Work instructions: In the article below on color trademarks, which company was the first to successfully register a color as a trademark?

Text block:
• • • • • • •

A trademark by any other colour: Cheerios™ and colour trademark requirements

Individual colours have been recognised as protectable trademarks by the Supreme Court since 1994. The first colour that the Supreme Court deemed to be capable of functioning as a trademark was a green-gold shade that Qualitex used on its dry cleaning press pads. When Qualitex's competitor started using the same shade, Qualitex sued.

Registrability
Qualitex was not the first to register a colour as a trademark successfully – that distinction is held by Owens Corning for the pink colour of its insulation products – but Qualitex's case made it to the Supreme Court, which definitively determined that a colour can be registrable as a trademark:

  • if it has acquired distinctiveness as applied to the goods or services named by the applicant; and
  • if it does not fall into either of two common traps for colour marks: functionality and ornamentality.

General Mills's recent failure to obtain registration for the yellow colour of their Cheerios™ boxes illustrates the high burden faced by applicants for federal registration of colour marks in the United States.

Acquired distinctiveness
The most burdensome showing for an applicant in attempting to register a colour mark in the United States is the requirement to demonstrate acquired distinctiveness. According to the Trademark Trial and Appeal Board (TTAB), this is where General Mills failed.

• • • • • • •

Given entries:
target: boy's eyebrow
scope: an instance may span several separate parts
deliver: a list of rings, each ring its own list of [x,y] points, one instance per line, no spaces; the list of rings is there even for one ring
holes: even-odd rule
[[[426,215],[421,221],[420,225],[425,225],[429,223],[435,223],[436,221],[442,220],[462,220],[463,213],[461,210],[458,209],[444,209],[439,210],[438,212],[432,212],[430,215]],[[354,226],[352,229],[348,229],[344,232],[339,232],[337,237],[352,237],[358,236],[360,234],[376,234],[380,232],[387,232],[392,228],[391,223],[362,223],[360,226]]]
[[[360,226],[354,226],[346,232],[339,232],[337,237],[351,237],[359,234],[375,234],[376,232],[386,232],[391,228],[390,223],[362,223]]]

• • • • • • •

Task answer: Owens Corning, for the pink color of its insulation products.